→ **What you are asked to do**
Copy out each line below exactly as it appears.
--- Input records Enclosed Below ---
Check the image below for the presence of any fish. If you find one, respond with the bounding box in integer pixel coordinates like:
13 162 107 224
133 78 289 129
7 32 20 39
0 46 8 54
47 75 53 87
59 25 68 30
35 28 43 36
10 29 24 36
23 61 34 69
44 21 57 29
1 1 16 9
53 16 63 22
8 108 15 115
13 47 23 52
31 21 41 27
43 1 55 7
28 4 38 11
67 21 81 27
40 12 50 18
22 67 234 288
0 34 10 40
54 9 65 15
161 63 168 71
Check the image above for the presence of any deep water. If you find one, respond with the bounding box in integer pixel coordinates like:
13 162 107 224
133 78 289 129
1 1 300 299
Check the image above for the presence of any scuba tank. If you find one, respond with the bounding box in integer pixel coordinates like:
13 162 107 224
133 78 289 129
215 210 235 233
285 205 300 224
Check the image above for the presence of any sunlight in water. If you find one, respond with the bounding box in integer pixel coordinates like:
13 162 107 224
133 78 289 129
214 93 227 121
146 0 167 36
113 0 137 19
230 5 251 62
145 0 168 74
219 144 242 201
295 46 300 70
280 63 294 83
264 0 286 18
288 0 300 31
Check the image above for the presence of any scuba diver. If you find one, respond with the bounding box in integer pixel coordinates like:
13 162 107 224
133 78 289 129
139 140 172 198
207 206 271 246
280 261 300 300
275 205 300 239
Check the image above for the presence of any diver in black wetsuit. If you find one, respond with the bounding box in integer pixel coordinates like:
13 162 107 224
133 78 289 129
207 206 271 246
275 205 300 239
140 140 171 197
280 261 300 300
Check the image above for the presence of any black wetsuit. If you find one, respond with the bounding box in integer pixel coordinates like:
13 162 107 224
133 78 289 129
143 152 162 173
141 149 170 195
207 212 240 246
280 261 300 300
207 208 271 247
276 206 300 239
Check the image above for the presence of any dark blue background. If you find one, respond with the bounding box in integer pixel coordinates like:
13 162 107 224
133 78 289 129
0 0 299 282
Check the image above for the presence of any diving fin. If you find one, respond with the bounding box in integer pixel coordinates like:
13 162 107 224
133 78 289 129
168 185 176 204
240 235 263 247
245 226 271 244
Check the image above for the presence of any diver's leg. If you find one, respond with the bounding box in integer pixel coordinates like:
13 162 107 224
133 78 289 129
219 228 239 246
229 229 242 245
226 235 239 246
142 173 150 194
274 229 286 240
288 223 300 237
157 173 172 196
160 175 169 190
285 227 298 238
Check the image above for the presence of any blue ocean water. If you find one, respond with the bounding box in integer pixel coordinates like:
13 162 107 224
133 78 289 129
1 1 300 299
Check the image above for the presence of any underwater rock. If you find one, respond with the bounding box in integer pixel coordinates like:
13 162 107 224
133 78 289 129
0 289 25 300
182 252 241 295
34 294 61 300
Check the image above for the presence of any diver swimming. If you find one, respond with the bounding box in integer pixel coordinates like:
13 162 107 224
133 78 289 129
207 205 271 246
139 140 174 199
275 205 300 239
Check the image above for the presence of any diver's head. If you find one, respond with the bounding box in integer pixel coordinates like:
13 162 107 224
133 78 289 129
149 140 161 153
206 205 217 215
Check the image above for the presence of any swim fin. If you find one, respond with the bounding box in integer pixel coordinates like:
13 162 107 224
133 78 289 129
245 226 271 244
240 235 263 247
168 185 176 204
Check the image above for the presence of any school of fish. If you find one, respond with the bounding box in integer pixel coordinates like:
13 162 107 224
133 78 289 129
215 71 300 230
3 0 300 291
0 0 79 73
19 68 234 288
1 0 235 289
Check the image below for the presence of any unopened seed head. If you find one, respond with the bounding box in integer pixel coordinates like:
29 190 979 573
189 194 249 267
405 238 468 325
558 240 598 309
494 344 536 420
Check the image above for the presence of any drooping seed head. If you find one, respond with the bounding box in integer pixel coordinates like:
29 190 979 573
--- End of Enclosed Input records ---
→ **Problem solution**
Check the image below for the presence of any fish. If you find one, respond with the bounding box in integer pixel coordinates like:
13 162 107 224
133 78 289 129
7 32 20 39
0 46 8 54
47 75 53 87
59 25 68 30
35 28 43 36
10 29 24 36
23 61 34 69
44 21 57 29
1 1 16 9
53 16 63 22
8 108 15 115
13 47 23 52
31 21 41 27
43 1 55 7
28 4 38 11
67 21 81 27
40 12 50 18
22 67 234 288
0 34 10 40
54 9 65 15
161 63 168 71
Check the image above for the presence of any deep water. If you find one, respond with the bounding box in integer pixel coordinates like:
13 162 107 224
133 78 289 129
1 1 300 299
Check the image above for the presence of any scuba tank. If you find one, respond with the bounding box in integer pixel coordinates like:
13 162 107 224
133 78 289 129
215 210 235 233
285 205 300 224
Check the image above for the presence of any sunlight in water. If you find one, respond with the bounding box in integer pixel coordinates like:
13 162 107 224
133 78 289 129
214 93 227 121
146 0 167 36
113 0 137 19
230 5 251 62
145 0 168 74
219 144 242 201
295 46 300 70
280 63 294 83
264 0 286 18
288 0 300 31
Check the image above for the presence of any scuba diver. If you find one, respond with the bounding box in integer pixel coordinates like:
13 162 107 224
133 78 289 129
139 140 172 198
207 206 271 246
280 261 300 300
275 205 300 239
Check the image above for the presence of any diver in black wetsuit. If you find one, respond with the bounding box in integer pixel coordinates like:
13 162 107 224
133 78 289 129
207 206 271 246
275 205 300 239
140 140 171 197
280 261 300 300
Check the image above for the presence of any black wetsuit. If you find one, respond with the bounding box in integer pixel coordinates like:
13 162 107 224
133 78 289 129
143 152 162 173
141 149 170 195
207 212 240 246
280 261 300 300
207 208 271 247
276 206 300 239
Check the image above for the presence of any dark blue background. If you find one, respond with the bounding box in integer pixel coordinates like:
13 162 107 224
133 78 289 129
0 0 299 282
Check the image above for the presence of any diving fin. If you find one, respond with the bounding box in integer pixel coordinates like:
13 162 107 224
133 78 289 129
168 185 176 204
240 235 263 247
245 226 271 244
Check the image above for the presence of any diver's leg. If you find one, respond with the bounding box in integer pixel coordinates like:
13 162 107 224
133 78 289 129
219 228 239 246
229 229 242 245
226 235 239 246
142 173 150 194
274 229 286 240
288 223 300 237
157 173 172 196
160 175 169 190
285 227 298 238
Check the image above for the presence of any blue ocean water. If you find one, respond with the bounding box in integer pixel coordinates like:
13 162 107 224
133 78 289 129
1 1 300 299
Check the image above for the presence of any underwater rock. If you find one, respond with the bounding box in integer pixel coordinates like:
13 162 107 224
133 78 289 129
0 289 25 300
182 252 241 295
34 294 61 300
Check the image above for the presence of any diver swimming. If you find one, respond with the bounding box in integer pixel coordinates like:
13 162 107 224
133 78 289 129
207 205 271 246
139 140 174 199
275 205 300 239
Check the image above for the presence of any diver's head. If you find one, respond with the bounding box in integer pixel coordinates like:
13 162 107 224
133 78 289 129
149 140 161 153
206 205 217 215
Check the image above for the presence of any swim fin. If you find one, respond with the bounding box in integer pixel coordinates like:
13 162 107 224
133 78 289 129
245 226 271 244
240 235 263 247
168 185 176 204
Check the image above for the presence of any school of fish. If you find one, respond with the bounding box in integer pixel coordinates like:
13 162 107 224
133 78 289 129
215 71 300 230
3 0 300 291
0 0 79 73
19 68 234 288
1 0 235 289
Check the image below for the presence of any unopened seed head. If you find one, respond with the bounding box in integer pixel coordinates like:
29 190 979 573
189 194 249 267
405 238 468 325
558 240 598 309
494 344 536 420
Check the image above for the presence of any drooping seed head. If you find one, respond with the bounding box in integer pixel coordinates like:
29 190 979 573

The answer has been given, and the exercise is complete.